Information shown:
__________________________________________________
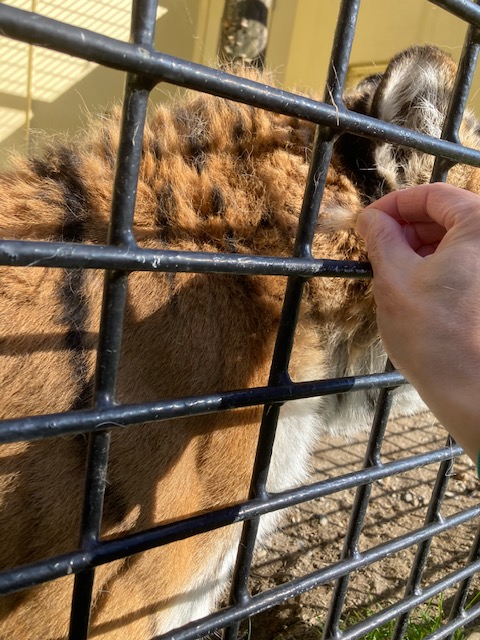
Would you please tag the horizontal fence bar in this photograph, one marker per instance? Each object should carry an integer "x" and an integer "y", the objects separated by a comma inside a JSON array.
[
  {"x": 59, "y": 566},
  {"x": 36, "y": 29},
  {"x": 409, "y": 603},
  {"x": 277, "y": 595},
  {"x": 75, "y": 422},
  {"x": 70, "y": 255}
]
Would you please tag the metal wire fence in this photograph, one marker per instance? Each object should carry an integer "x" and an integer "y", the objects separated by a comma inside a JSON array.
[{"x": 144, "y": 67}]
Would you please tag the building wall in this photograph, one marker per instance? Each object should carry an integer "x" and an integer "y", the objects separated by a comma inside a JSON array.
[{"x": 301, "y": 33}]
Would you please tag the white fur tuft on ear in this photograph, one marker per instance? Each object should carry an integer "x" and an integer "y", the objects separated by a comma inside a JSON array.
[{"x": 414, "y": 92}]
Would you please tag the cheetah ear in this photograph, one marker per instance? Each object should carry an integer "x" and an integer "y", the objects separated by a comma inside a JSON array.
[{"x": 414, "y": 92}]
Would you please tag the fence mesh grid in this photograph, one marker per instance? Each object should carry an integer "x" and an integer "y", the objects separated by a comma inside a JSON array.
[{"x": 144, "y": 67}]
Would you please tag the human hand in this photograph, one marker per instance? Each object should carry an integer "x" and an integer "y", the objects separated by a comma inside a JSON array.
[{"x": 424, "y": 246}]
__________________________________________________
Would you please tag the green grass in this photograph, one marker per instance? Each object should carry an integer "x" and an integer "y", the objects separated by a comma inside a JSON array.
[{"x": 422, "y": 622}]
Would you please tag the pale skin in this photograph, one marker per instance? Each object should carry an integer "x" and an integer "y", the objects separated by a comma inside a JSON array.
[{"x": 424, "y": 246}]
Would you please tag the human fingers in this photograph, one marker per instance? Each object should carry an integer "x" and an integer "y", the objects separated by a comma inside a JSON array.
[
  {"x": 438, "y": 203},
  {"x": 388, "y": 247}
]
__________________________________________________
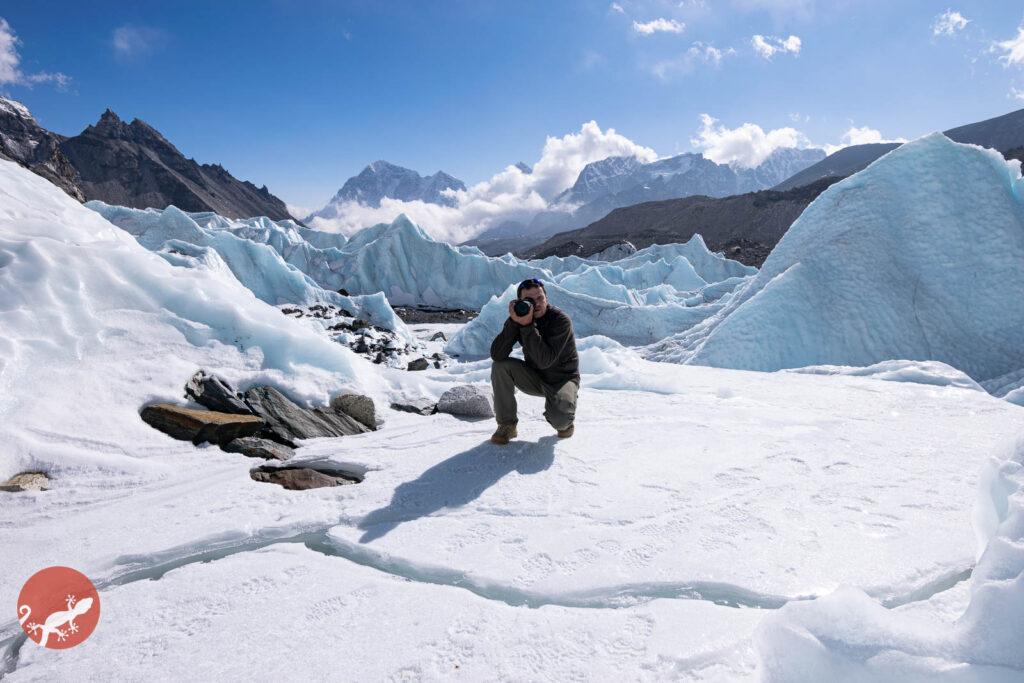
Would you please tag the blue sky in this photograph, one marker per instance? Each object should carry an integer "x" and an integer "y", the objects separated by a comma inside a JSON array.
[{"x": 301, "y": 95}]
__________________________________________________
Given task:
Return every line of the material that contains the word "human". Case counts.

Task output:
Would you please tag the human hand in this photograph, one marker per instance? Each object should carry an integer "x" and an integer "y", the objects separated by a comma inside a JSON array.
Would you please tag the human fingers in this photograph, one marker per instance? Each object should carry an integer "x" and an integer "y", the objects separated by a comma inside a JSON array.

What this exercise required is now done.